THE PROBLEM>
Could you print the passage below on Punjab farmers tending the fields of the agitating farmers, starting with "There are reports" and going on through "across the State."?

EXTRACT>
====

There are reports about initiatives similar to the ones in Badhni Kalan from all the districts of Punjab. Nirmal Singh, a farmer from Badhni Kalan, told Frontline that the farming activities taken up to support the agitating farmers were in themselves a form of struggle and a show of unity. He said: “Some local TV channels and newspapers have reported this briefly, but this is a movement, the message of which should be spread far and wide. The associate farmers are not affected even by extreme weather conditions like cold and fog in their enthusiasm to complete the tasks of the agitating farmers.” Nirmal Singh has taken over the responsibility of tending the farms of two farmers who are in Delhi. He said his friends and relatives in Amritsar, Jalandar and Ludhiana informed him that this initiative of standing in for the agitating farmers had caught on across the State.

====

STORED DATA>
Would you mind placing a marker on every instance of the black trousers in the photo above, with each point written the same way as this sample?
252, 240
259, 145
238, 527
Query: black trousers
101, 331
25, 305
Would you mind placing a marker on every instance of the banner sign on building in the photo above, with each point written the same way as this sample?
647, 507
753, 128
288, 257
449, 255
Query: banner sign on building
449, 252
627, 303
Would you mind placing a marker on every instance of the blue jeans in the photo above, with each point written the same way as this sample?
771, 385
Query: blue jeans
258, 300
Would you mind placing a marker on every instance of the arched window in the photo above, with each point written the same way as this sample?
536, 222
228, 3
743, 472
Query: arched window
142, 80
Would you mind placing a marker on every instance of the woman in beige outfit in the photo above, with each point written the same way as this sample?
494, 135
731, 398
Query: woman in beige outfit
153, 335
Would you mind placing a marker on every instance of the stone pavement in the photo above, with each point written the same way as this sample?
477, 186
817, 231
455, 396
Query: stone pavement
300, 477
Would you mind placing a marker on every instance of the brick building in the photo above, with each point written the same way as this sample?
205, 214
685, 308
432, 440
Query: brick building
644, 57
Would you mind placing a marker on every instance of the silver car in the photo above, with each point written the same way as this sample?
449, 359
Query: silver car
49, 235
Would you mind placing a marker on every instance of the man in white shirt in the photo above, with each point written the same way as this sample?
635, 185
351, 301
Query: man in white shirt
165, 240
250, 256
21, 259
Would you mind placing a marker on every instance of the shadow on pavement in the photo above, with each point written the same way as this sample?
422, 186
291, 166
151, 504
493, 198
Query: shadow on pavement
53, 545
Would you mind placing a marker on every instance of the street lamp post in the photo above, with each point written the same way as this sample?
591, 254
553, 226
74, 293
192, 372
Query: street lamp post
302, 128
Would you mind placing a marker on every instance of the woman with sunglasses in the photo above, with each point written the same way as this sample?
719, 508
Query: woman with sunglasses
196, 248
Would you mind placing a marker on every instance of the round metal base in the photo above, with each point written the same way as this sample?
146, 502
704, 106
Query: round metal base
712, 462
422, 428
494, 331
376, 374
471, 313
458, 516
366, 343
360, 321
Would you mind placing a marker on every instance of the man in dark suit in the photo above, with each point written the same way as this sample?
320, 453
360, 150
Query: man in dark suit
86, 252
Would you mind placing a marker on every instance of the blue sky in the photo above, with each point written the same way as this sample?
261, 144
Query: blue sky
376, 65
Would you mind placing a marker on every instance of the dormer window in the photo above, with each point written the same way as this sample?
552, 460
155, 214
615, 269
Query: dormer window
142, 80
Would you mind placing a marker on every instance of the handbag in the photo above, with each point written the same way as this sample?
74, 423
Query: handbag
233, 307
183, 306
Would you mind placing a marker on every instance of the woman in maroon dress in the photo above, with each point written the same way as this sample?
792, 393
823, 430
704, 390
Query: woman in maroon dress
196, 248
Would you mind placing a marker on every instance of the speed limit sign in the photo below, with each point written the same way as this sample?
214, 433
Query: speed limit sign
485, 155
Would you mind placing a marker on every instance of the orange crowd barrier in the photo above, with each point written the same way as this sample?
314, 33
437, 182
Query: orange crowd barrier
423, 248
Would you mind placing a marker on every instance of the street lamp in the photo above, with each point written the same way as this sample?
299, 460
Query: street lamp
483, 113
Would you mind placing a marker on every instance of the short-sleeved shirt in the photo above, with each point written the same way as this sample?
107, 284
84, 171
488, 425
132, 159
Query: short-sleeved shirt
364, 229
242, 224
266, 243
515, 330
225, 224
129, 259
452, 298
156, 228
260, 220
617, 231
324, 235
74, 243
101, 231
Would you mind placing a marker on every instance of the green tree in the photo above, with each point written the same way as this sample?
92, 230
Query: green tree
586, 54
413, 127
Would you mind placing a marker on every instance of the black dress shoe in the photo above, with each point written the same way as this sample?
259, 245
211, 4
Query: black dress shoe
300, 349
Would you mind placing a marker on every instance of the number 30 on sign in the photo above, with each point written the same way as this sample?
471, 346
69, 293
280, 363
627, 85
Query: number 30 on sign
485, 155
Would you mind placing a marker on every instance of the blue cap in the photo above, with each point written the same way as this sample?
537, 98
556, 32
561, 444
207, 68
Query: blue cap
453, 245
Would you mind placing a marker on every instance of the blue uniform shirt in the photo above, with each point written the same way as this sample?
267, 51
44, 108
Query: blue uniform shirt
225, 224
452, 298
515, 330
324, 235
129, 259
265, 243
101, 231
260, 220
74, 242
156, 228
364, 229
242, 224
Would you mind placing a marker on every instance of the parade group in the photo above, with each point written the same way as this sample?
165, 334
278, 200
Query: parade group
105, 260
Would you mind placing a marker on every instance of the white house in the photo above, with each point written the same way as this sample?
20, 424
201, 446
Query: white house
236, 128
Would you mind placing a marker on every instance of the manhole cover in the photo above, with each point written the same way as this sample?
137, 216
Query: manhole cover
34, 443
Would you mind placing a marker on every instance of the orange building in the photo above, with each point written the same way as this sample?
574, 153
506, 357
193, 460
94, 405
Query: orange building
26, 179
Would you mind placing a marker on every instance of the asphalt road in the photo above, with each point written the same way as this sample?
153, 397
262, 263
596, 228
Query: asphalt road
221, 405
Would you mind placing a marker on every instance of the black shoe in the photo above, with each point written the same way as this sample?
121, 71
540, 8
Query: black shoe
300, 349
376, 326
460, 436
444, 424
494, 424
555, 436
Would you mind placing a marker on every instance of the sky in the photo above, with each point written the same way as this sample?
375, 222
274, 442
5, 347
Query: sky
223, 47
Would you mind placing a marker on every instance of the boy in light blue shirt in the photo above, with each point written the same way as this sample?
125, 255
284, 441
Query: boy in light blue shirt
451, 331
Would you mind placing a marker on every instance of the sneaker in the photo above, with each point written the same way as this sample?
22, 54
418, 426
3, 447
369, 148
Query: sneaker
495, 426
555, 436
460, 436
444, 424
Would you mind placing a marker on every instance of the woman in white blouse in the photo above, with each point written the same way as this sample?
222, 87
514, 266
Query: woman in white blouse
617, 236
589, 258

====

RESPONSE>
There are reports about initiatives similar to the ones in Badhni Kalan from all the districts of Punjab. Nirmal Singh, a farmer from Badhni Kalan, told Frontline that the farming activities taken up to support the agitating farmers were in themselves a form of struggle and a show of unity. He said: “Some local TV channels and newspapers have reported this briefly, but this is a movement, the message of which should be spread far and wide. The associate farmers are not affected even by extreme weather conditions like cold and fog in their enthusiasm to complete the tasks of the agitating farmers.” Nirmal Singh has taken over the responsibility of tending the farms of two farmers who are in Delhi. He said his friends and relatives in Amritsar, Jalandar and Ludhiana informed him that this initiative of standing in for the agitating farmers had caught on across the State.